Try it:
The response must be the exact lines from the one that contains "[ ] locate the pier" through the end of the material, with no pictures and no additional lines.

==================================================

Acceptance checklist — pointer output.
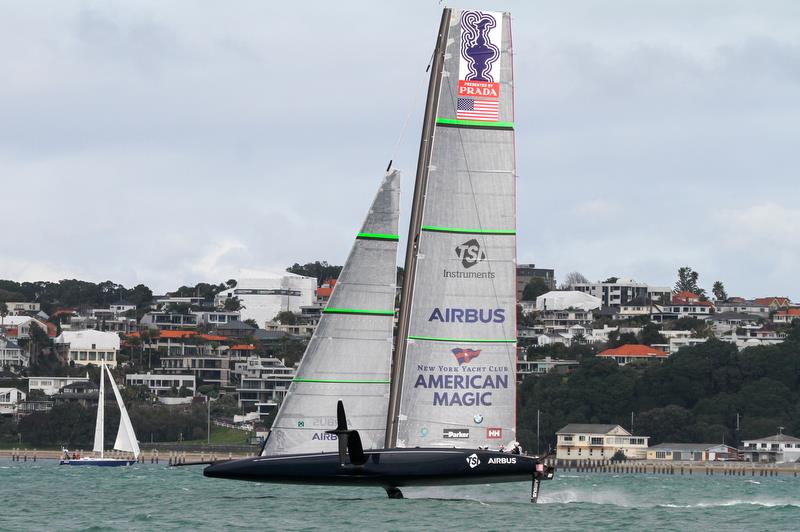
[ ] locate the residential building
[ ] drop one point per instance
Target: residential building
(743, 306)
(85, 393)
(561, 320)
(526, 272)
(625, 354)
(11, 355)
(90, 347)
(298, 329)
(542, 366)
(161, 384)
(19, 327)
(235, 329)
(677, 340)
(52, 385)
(22, 308)
(724, 322)
(700, 310)
(623, 291)
(786, 316)
(215, 318)
(168, 321)
(778, 448)
(692, 452)
(263, 298)
(774, 303)
(567, 299)
(264, 383)
(589, 441)
(9, 399)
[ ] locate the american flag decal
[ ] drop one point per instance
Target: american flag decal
(476, 109)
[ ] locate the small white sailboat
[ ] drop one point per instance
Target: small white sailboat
(126, 437)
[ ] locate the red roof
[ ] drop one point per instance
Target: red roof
(184, 334)
(633, 350)
(780, 301)
(685, 296)
(244, 347)
(213, 337)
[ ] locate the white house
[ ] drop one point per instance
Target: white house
(567, 299)
(9, 399)
(52, 385)
(161, 384)
(90, 347)
(590, 441)
(20, 326)
(778, 448)
(11, 355)
(264, 297)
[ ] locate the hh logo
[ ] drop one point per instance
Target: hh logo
(473, 461)
(494, 434)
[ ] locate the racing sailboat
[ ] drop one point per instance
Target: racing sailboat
(435, 409)
(126, 437)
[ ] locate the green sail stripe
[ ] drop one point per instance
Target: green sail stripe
(438, 229)
(462, 340)
(358, 311)
(474, 123)
(340, 381)
(377, 236)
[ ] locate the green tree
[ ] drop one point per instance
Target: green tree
(688, 281)
(535, 287)
(232, 304)
(650, 334)
(286, 317)
(719, 291)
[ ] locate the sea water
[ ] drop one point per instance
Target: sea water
(46, 496)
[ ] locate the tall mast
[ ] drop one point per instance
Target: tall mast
(415, 224)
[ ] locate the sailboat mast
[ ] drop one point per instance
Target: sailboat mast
(99, 428)
(415, 224)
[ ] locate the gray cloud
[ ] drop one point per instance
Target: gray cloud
(170, 143)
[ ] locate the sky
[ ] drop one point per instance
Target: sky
(170, 143)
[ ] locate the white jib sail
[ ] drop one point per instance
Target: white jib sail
(100, 426)
(126, 437)
(349, 356)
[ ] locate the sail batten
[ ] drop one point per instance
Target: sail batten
(349, 355)
(457, 343)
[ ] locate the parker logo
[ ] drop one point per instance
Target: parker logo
(503, 460)
(470, 253)
(473, 461)
(455, 434)
(494, 434)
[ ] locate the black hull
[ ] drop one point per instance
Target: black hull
(388, 468)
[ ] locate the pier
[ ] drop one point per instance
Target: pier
(663, 467)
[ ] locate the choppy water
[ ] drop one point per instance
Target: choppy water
(148, 497)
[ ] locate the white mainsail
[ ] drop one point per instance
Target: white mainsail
(100, 426)
(456, 374)
(126, 437)
(349, 356)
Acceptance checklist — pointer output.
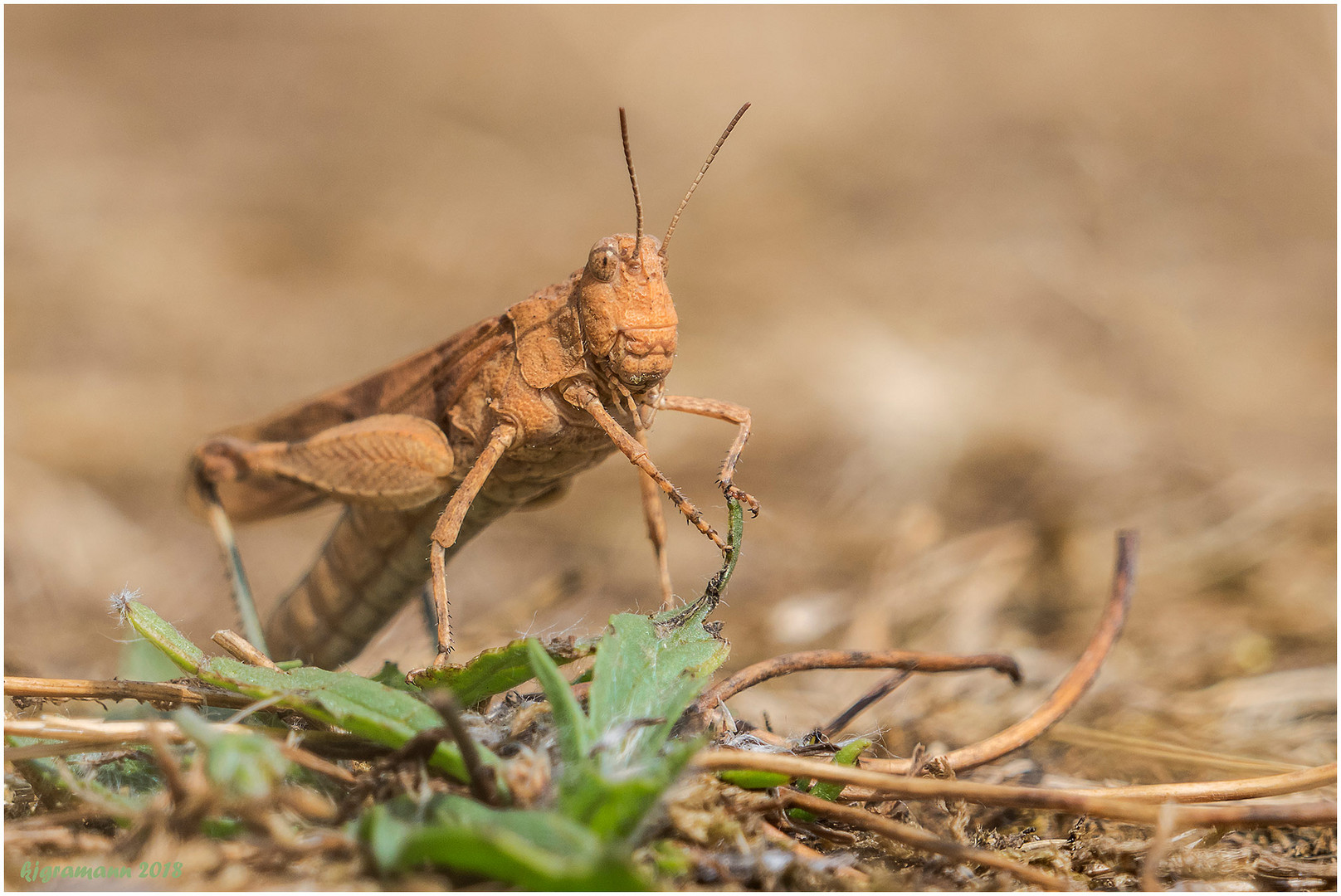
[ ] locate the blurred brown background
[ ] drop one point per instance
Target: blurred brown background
(994, 280)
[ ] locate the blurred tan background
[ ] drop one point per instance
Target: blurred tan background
(994, 280)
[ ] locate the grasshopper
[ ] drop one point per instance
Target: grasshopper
(436, 447)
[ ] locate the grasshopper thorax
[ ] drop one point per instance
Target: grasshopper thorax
(628, 317)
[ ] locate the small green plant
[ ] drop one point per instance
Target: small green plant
(616, 756)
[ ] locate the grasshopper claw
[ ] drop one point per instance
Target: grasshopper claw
(744, 498)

==================================================

Reply to the exercise:
[ ] locate the pier
[ ] drop one point per instance
Target: pier
(663, 467)
[ ] locate the choppy water
[ ] drop one point per instance
Target: choppy water
(148, 497)
[ ] locate the white mainsail
[ ] drop one point per instance
Target: white mainsail
(100, 426)
(456, 374)
(126, 437)
(349, 356)
Acceptance checklist — pointer output.
[ ] locate the blurred brown background
[ ] drop one point per instance
Target: blurred brown background
(994, 280)
[ ] locate the blurred tan background
[ ] drop one point per instance
Target: blurred tan background
(994, 280)
[ ] locate the grasshopper
[ ] drop one point per instance
Target: grasshopper
(436, 447)
[ ] locate the grasshopper thorax
[ ] drop one point per instance
Target: grasshopper thorax
(628, 317)
[ ] locate the small green plant
[ ] drop one point per instance
Target: small green plant
(616, 756)
[ ] locate the grasshopper claw
[ ] drop one point per instance
Target: grasshopper claw
(744, 498)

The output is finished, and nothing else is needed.